[START Excerpted passage]

Effects of water on landslide dynamics

            Landslides that have high water contents behave as Non-Newtonian fluids and have little to no shear strength (this includes mudflows). Behavior depends on the amount of water present, as water decreases the shear strength. Materials with low water contents will behave in a brittle fashion; increasing the water content progressively results in ductile, then plastic, then fluid like behavior. Because of the effects of water on debris flows, the mechanics of the flow are in between that of fluid dynamics and that of soil dynamics.

            Modeling the dynamics of debris flows is difficult due to the interaction between particles in water and the interaction of the debris flow with its channel. Simple experiments on the effect of shear rate on the shear strength of water-clay mixtures show shear thickening behavior. Unlike water, which shows a linear relationship between shear stress and strain rate, and does not show an increase in shear strength with increasing strain rates, the shear strength of clay-water mixtures increases non-linearly with strain rate. Increasing clay content also increases the shear strength of the mixture.

[END Excerpted passage]

**Work required:** Continue the passage on how water affects landslide dynamics, starting after its final sentence. The records are separate material and have no connection to the landslide passage.

[START Excerpted records]

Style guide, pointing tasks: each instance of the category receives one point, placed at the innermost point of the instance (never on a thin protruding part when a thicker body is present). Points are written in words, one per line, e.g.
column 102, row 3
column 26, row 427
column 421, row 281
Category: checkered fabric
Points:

[END Excerpted records]

**Reply to the exercise:**
Fig 3
Figure 4: The dependence of shear strength on shear rate for clay-water mixtures. Each line is labeled with the percent clay. Figure is from De Blasio (2011).  

           The flow behavior of a mudflow is modeled as a Bingham fluid. Bingham fluid flow consists of a basal shearing layer with velocity increasing until the boundary with an upper plug layer is reached. The upper plug layer moves at the same velocity as the top of the shearing layer. Figure 5 shows Bingham fluid flow on a slope. Channel morphology also controls the flow behavior, with decreasing channel volume increasing velocity, and increasing channel volume decreasing velocity.

Fig 4

Figure 5: Bingham fluid flow on a slope. Figure is from De Blasio (2011).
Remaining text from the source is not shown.